* _Artículo_
________________________
NAVIDAD, ES LA FIESTA DEL CUERPO DE CRISTO

“Él quiso ser un niñito, para que pudieras llegar a ser hombre perfecto; él fue envuelto en pañales, para que fueras desatado de los lazos de la muerte; él, en el establo para ponerto sobre los altares; él en la tierra, para que tú alcanzaras las estrellas” El misterio de la Encarnación del Señor (san Ambrosio de Milán, año 382).

San Francisco de Asís tuvo la genial idea de hacer la primera recreación del ‘nacimiento’ con la intención de relevar su carisma de pobreza, y sin querer comenzó una tradición que se sigue repitiendo desde el siglo XIII y ha llegado a cada rincón de este planeta.  Mirando un simple ‘pesebre’ nos enfrentamos a la contemplación del misterio de la Encarnación y Natividad de nuestro señor Jesucristo. Su paso por esta experiencia peregrina y cronológica, hace que nuestra realidad personal y espacio temporal también cambie, y se transforme en algo relevante dentro de la Historia de Salvación.
________________________
* _Datos extraídos_

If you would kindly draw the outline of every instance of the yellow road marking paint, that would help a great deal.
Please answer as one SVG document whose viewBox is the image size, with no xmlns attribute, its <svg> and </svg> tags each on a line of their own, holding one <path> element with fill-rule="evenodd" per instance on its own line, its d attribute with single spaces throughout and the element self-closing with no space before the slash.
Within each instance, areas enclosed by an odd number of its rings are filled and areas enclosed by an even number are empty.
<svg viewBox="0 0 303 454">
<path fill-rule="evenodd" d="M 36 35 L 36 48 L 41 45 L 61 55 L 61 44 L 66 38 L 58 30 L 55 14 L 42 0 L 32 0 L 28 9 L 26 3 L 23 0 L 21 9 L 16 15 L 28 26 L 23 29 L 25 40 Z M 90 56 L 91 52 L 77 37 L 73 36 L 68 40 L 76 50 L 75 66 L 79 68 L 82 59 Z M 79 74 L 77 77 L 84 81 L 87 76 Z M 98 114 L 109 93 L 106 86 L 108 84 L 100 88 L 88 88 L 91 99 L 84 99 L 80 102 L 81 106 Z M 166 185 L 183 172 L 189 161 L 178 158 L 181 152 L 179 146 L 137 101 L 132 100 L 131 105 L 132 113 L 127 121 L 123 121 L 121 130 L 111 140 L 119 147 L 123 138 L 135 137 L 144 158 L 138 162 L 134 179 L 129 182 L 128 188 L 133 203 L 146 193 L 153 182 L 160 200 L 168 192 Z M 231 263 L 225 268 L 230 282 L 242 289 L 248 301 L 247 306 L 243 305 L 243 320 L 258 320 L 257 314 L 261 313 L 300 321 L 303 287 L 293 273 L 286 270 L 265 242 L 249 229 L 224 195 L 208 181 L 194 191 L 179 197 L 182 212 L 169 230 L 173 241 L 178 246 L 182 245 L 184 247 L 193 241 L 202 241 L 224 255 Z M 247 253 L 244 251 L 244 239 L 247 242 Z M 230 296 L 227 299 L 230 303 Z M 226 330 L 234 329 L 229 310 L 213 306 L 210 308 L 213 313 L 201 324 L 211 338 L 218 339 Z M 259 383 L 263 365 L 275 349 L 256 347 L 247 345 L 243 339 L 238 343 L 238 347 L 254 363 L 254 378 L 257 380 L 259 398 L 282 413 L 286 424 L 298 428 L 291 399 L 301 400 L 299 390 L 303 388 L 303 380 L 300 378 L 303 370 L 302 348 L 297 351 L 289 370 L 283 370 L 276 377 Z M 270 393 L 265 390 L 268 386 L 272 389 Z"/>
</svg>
________________________
* _Consigna_
Prosigue el artículo sobre la Navidad a partir de su última oración.

* _Respuesta_
Además, que Cristo quisiera quedarse en la Eucaristía, vuelve a juntarnos el cielo con la tierra, y nos da la condición necesaria para hacer de cada misa una nueva fiesta de Navidad donde admirarnos del misterio de nuestra fe que es recibir el propio Cuerpo y Sangre de Dios. Es una nueva posibilidad de conversión para transformar cada uno de nuestros corazones en la cunita más acogedora, para que el niño Dios se sienta cómodo; nos invita de la mano de María a decir que sí al proyecto de salvación, que depende también de esa alianza de amor que ha querido hacer Dios Padre con cada uno de nosotros a través del susurro del Espíritu Santo en nuestras conciencias a lo largo de la vida.

 

La Adoración de los Pastores Anton Rafael Mengs, 1769 1622. Museo dl Prado, Madrid, España

lo que se busca es reencontrarse, hacer consciente la profundidad de nuestros lazos porque nos nececitamos mutuamente e intuimos la renovación del plazo implícito que significa tener estos rituales anuales

CRONOS Y KAIRÓS

Estamos en esta época del año cuando nos encontramos con la fiesta de Navidad, en medio del afan de fin de año, que coincide con el término del calendario civil, lo que nos lleva a pensar en el cierre de muchos ciclos.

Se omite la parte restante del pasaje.